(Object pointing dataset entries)
>> begin

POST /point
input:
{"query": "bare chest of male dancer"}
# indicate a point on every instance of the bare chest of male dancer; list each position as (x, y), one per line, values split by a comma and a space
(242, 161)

>> end

§ **Job**: Echo the entries above word for word, with no changes.

§ **The reply**:
POST /point
input:
{"query": "bare chest of male dancer"}
# indicate a point on every instance of the bare chest of male dancer; list each position as (x, y), one per line, values split by a comma and a space
(242, 161)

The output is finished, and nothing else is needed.